### Records supplied ###
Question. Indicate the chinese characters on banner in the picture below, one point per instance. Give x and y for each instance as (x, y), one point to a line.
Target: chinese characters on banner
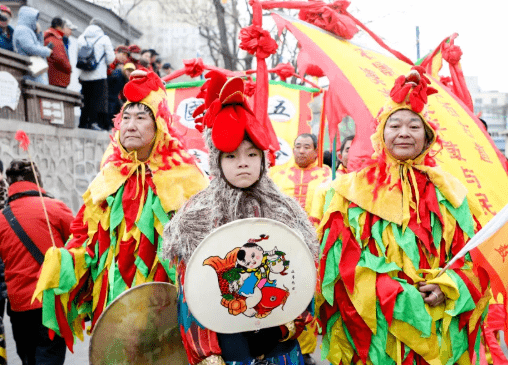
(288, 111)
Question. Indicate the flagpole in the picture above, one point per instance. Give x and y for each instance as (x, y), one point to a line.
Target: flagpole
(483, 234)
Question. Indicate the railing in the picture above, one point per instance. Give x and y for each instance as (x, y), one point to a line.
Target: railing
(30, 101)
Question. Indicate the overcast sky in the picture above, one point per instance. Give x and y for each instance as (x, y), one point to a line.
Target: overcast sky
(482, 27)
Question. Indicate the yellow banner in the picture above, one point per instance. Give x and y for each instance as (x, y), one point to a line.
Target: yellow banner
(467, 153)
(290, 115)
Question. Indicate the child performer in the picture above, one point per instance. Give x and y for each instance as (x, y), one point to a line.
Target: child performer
###
Problem statement
Nothing should appear in the answer except the lines from the one containing "Target: overcast sky" to the end of the data above, reproduced exactly.

Task solution
Target: overcast sky
(482, 27)
Question. Indicate the yellow banner in the picture above, one point per instance. Give x and y for each instance as (x, y), one point to a line.
Target: yellow banner
(467, 153)
(290, 115)
Question. Indicate the child performer in the picture above, one point per instance. Give x and y for each instance as (x, y), one point to a line.
Target: child performer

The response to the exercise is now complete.